=== AIM OF THE EXERCISE ===
In the records below, render the lines from the line with "Where can you see the numbered" to the line with "<point>138,10</point>", both included, as a numbered list, omitting any blank lines.

____ RECORDED DATA

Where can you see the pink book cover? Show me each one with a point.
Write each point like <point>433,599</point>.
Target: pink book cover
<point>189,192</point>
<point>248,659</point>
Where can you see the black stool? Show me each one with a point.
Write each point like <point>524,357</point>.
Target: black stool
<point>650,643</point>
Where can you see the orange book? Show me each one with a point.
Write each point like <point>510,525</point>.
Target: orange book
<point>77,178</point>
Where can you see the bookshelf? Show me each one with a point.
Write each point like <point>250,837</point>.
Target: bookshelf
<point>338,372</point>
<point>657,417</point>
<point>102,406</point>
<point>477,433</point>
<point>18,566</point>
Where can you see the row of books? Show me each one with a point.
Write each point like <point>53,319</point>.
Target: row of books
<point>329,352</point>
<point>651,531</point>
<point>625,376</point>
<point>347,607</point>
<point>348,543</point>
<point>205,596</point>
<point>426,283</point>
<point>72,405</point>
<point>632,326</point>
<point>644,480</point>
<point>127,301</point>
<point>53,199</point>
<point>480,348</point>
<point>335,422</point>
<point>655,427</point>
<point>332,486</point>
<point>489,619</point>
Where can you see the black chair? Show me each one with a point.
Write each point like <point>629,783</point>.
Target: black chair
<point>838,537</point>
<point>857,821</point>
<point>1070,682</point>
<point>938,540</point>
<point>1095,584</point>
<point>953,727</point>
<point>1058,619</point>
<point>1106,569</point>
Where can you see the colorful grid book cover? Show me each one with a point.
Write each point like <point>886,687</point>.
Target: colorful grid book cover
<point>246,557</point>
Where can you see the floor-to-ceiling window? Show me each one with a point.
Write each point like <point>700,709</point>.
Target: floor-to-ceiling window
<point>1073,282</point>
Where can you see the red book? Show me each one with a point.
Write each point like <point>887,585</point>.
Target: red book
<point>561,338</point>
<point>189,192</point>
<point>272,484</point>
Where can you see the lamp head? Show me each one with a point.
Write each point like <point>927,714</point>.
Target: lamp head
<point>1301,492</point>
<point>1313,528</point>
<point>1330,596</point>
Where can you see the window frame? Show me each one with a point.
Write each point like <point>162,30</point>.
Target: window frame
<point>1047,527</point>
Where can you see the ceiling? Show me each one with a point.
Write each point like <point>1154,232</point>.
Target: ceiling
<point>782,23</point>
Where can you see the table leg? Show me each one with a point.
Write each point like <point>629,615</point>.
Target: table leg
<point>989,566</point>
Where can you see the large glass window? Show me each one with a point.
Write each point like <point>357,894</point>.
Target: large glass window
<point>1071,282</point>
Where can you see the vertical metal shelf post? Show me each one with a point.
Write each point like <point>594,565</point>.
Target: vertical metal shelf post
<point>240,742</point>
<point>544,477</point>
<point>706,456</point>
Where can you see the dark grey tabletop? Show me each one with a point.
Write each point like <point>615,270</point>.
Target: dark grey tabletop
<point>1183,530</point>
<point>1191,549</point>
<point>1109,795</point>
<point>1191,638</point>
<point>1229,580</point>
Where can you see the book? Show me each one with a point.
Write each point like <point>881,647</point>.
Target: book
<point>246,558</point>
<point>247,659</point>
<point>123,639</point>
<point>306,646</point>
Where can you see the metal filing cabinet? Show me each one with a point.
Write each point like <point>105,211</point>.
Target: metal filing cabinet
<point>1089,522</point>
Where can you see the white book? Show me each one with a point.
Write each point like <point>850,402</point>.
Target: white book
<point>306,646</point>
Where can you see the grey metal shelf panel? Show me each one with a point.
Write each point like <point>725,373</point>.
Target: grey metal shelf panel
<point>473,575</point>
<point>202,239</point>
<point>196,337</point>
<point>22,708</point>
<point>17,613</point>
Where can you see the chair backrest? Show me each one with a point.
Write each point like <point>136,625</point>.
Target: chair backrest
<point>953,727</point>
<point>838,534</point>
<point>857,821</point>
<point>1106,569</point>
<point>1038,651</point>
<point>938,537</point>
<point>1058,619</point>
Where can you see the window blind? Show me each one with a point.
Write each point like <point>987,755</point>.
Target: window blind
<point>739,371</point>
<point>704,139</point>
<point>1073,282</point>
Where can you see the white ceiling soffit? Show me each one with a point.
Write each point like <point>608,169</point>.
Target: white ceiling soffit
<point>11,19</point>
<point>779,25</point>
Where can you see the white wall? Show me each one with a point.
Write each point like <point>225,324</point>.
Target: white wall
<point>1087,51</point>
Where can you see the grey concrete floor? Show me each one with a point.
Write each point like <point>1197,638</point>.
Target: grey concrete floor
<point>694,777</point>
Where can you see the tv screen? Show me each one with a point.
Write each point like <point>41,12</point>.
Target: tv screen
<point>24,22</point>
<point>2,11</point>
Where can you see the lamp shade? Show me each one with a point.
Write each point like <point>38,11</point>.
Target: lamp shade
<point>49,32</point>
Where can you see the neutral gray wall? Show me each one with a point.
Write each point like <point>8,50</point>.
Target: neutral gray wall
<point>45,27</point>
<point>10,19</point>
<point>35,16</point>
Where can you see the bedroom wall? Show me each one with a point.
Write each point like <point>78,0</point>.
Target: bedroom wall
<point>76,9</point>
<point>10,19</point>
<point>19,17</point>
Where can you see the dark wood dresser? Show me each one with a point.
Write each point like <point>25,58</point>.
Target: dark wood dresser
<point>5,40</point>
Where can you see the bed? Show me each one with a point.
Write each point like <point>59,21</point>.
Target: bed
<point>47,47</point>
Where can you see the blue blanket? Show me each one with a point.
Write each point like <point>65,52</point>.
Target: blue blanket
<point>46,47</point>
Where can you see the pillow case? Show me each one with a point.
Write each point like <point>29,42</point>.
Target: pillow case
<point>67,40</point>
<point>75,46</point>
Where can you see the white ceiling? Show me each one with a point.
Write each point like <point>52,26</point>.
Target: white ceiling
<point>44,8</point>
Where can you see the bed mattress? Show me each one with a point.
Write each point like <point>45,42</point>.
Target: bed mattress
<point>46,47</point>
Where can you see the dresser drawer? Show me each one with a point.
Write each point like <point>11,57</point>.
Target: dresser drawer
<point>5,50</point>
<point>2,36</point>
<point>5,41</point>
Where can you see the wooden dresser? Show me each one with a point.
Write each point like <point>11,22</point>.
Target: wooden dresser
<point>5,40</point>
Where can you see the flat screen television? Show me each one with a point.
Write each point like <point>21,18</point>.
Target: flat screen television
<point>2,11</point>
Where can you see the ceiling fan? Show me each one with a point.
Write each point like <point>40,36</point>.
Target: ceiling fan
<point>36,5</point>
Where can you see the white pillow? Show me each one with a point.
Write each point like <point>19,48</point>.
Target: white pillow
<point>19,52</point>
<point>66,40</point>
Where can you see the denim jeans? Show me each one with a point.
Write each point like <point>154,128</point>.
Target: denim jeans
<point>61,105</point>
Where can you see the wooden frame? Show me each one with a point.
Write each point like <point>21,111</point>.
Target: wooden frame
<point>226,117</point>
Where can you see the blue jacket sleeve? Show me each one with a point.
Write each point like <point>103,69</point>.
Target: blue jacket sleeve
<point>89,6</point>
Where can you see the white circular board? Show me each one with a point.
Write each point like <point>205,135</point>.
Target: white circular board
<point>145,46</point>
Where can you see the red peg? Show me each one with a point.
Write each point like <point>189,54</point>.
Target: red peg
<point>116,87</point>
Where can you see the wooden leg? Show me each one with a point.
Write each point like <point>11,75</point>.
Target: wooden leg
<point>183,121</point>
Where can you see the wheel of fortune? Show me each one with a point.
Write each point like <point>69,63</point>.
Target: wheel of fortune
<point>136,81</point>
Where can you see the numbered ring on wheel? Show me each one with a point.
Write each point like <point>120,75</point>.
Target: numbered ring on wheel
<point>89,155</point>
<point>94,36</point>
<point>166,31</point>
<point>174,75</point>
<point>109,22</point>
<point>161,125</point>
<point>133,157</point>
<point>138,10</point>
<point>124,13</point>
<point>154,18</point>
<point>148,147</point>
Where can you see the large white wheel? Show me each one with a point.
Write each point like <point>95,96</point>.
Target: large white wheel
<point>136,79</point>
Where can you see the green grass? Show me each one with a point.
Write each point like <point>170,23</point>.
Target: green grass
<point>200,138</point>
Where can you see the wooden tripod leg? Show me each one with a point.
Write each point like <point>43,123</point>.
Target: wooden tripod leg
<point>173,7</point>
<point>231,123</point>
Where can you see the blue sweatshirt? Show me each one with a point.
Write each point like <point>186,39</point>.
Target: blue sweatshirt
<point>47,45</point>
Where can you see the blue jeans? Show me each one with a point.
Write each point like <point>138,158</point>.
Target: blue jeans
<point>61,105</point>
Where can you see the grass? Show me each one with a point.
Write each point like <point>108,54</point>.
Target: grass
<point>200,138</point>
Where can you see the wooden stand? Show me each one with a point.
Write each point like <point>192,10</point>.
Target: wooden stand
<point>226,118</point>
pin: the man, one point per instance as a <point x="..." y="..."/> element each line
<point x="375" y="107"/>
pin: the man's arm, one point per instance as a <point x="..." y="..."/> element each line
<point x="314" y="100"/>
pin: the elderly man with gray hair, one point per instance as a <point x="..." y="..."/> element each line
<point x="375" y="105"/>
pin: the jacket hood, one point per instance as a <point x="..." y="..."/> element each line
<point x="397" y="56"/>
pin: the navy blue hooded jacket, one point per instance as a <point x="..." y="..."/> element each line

________

=== RESPONSE ===
1. Where can you see the numbered ring on wheel? Show me each one with a point.
2. Write each point like <point>120,75</point>.
3. Target: numbered ring on wheel
4. <point>89,155</point>
5. <point>94,36</point>
6. <point>166,31</point>
7. <point>174,75</point>
8. <point>109,22</point>
9. <point>161,125</point>
10. <point>133,157</point>
11. <point>138,10</point>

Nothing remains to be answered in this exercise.